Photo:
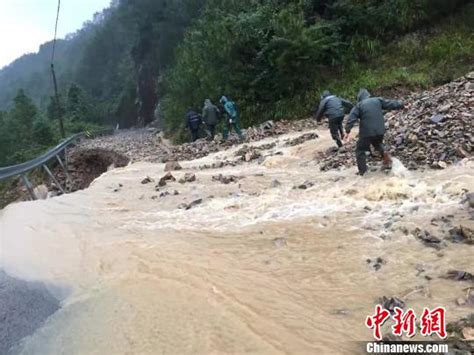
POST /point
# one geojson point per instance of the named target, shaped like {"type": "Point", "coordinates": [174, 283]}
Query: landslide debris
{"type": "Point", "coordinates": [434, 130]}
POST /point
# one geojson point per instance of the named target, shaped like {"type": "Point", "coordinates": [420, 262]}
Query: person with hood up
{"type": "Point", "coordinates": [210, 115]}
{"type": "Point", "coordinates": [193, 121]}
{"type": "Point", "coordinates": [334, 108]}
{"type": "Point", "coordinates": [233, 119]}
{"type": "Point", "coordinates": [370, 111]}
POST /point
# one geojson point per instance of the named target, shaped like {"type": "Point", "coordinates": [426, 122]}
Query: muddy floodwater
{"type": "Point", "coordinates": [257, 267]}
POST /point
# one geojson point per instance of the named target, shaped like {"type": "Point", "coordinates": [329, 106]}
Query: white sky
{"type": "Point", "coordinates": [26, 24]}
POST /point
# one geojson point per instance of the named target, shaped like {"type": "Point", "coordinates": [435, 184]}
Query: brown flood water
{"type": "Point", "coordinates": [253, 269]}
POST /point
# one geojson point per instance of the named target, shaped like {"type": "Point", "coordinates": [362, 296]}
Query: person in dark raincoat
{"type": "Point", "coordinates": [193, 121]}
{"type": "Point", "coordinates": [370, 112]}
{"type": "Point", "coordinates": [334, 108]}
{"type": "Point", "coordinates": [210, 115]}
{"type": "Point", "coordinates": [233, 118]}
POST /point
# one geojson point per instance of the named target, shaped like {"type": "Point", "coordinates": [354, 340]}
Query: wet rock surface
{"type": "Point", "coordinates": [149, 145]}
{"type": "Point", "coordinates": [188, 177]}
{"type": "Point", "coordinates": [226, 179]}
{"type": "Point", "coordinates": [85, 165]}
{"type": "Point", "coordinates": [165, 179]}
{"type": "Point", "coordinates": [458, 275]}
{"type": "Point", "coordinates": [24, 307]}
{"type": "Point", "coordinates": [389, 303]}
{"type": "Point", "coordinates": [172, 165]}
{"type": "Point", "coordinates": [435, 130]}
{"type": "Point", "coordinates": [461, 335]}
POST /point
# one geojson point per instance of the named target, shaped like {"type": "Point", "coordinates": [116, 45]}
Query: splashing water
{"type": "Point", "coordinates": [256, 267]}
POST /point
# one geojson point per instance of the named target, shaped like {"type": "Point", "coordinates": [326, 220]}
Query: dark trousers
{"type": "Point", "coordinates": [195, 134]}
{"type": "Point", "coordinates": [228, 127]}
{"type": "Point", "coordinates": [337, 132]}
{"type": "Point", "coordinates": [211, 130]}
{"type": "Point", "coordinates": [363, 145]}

==========

→ **Problem to solve**: The material above must be printed exactly, with its pictures left out.

→ **Right answer**:
Photo:
POST /point
# one geojson point per instance of the named target, shaped like {"type": "Point", "coordinates": [174, 283]}
Query: landslide debris
{"type": "Point", "coordinates": [434, 130]}
POST /point
# one geojson point per instance of the named target, shaped like {"type": "Point", "coordinates": [420, 262]}
Query: person with hood up
{"type": "Point", "coordinates": [210, 115]}
{"type": "Point", "coordinates": [193, 121]}
{"type": "Point", "coordinates": [334, 108]}
{"type": "Point", "coordinates": [233, 119]}
{"type": "Point", "coordinates": [370, 111]}
POST /point
# one geojson point per instance of the named target, shaped like {"type": "Point", "coordinates": [426, 122]}
Query: muddy floodwater
{"type": "Point", "coordinates": [257, 267]}
POST /point
# one geojson point per instance of the named target, shaped like {"type": "Point", "coordinates": [329, 106]}
Query: white sky
{"type": "Point", "coordinates": [26, 24]}
POST /point
# one geojson point per instance of the named target, shaped like {"type": "Point", "coordinates": [435, 184]}
Query: brown flood water
{"type": "Point", "coordinates": [253, 269]}
POST /point
# one geojson point per instance of the named target, shaped like {"type": "Point", "coordinates": [362, 296]}
Query: person in dark raincoat
{"type": "Point", "coordinates": [193, 121]}
{"type": "Point", "coordinates": [370, 112]}
{"type": "Point", "coordinates": [334, 108]}
{"type": "Point", "coordinates": [210, 115]}
{"type": "Point", "coordinates": [233, 118]}
POST /point
# one geojson point per instance of the named target, shaped like {"type": "Point", "coordinates": [354, 340]}
Query: wet rock surface
{"type": "Point", "coordinates": [149, 145]}
{"type": "Point", "coordinates": [188, 177]}
{"type": "Point", "coordinates": [226, 179]}
{"type": "Point", "coordinates": [85, 165]}
{"type": "Point", "coordinates": [165, 179]}
{"type": "Point", "coordinates": [458, 275]}
{"type": "Point", "coordinates": [24, 307]}
{"type": "Point", "coordinates": [389, 303]}
{"type": "Point", "coordinates": [172, 165]}
{"type": "Point", "coordinates": [435, 130]}
{"type": "Point", "coordinates": [461, 335]}
POST /point
# one geojson point per instance of the named target, shaped like {"type": "Point", "coordinates": [116, 45]}
Query: splashing water
{"type": "Point", "coordinates": [256, 267]}
POST /point
# one geojson point per instance of the named target, shaped like {"type": "Point", "coordinates": [326, 220]}
Query: dark trousers
{"type": "Point", "coordinates": [195, 134]}
{"type": "Point", "coordinates": [228, 127]}
{"type": "Point", "coordinates": [337, 132]}
{"type": "Point", "coordinates": [211, 130]}
{"type": "Point", "coordinates": [363, 145]}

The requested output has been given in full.